Records in a dataset
-------
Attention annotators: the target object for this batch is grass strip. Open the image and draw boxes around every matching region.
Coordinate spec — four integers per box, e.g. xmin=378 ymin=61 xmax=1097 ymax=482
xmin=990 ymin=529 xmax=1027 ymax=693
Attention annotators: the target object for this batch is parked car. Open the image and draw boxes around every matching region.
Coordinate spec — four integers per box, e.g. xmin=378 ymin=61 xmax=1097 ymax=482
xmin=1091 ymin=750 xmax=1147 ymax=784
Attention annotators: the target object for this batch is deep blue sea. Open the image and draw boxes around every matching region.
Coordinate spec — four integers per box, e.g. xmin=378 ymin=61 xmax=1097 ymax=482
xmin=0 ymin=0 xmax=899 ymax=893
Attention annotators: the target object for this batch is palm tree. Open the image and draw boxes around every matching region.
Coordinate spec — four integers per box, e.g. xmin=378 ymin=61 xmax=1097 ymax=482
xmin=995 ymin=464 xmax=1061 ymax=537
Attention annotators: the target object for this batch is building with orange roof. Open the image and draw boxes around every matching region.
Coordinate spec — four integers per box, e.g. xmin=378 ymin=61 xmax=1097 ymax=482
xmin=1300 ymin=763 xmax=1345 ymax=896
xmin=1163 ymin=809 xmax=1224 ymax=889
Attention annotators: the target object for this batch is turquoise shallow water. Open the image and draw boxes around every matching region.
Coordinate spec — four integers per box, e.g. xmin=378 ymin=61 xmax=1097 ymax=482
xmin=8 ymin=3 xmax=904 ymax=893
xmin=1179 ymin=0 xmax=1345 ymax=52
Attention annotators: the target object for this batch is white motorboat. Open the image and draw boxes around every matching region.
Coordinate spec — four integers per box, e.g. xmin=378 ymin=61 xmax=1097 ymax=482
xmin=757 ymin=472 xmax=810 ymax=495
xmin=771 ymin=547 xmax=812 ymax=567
-------
Rewrite the lines above with every "batch" replaced by "round", leaving everything else unchanged.

Attention annotators: the target object for this round is grass strip. Open the image and draw boxes around every matching region.
Coordinate spec — four integers per box, e.g. xmin=378 ymin=61 xmax=1097 ymax=482
xmin=990 ymin=529 xmax=1027 ymax=693
Attention annotators: the target object for this round is parked car. Open the image and draw boxes around every matching region.
Coordinate spec — four integers per box, e.g. xmin=378 ymin=61 xmax=1097 ymax=482
xmin=1091 ymin=750 xmax=1147 ymax=784
Attention annotators: the target object for this round is deep blue sea. Open the image and draw boxes around every matching region.
Coordinate spec — four integers per box, e.g. xmin=378 ymin=61 xmax=1097 ymax=482
xmin=0 ymin=0 xmax=899 ymax=893
Attention annotators: the target object for this round is palm tree. Open the image and draw boxes around every matching region.
Coordinate spec — four integers per box, e.g. xmin=378 ymin=61 xmax=1097 ymax=482
xmin=995 ymin=464 xmax=1061 ymax=537
Attention annotators: the target object for this round is building with orange roof. Open the image and draw boxes around every matching region.
Coordinate spec — four integers per box, e.g. xmin=378 ymin=61 xmax=1097 ymax=482
xmin=1300 ymin=763 xmax=1345 ymax=896
xmin=1163 ymin=809 xmax=1224 ymax=889
Attention annotators: the target object for this round is turquoise shallow water. Open the image and draw boxes around every matching region.
Coordinate spec — four integers per box, e.g. xmin=378 ymin=61 xmax=1097 ymax=482
xmin=8 ymin=3 xmax=904 ymax=893
xmin=1179 ymin=0 xmax=1345 ymax=52
Attention annotators: the target object for this round is white motorboat. Open the image and draw boxes around every matching region.
Coordinate spec — four integers per box, e.g. xmin=378 ymin=61 xmax=1097 ymax=482
xmin=757 ymin=472 xmax=810 ymax=495
xmin=771 ymin=547 xmax=812 ymax=567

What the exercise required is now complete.